> **ENTRIES SHOWN**:
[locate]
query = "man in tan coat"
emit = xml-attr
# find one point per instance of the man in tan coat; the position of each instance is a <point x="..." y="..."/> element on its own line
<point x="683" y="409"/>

> **EXERCISE GOAL**: Rescale the rows above by reproducing every line, requests included, with each point coordinate in the answers multiplied by 0.5 and rounded to a whole number, halves rounding up. Leave all numbers outside the answers unchanged.

> **TASK SOLUTION**:
[locate]
query = "man in tan coat"
emit = xml-attr
# find one point per instance of the man in tan coat; the position of each instance is a <point x="..." y="..."/> element on its own line
<point x="342" y="205"/>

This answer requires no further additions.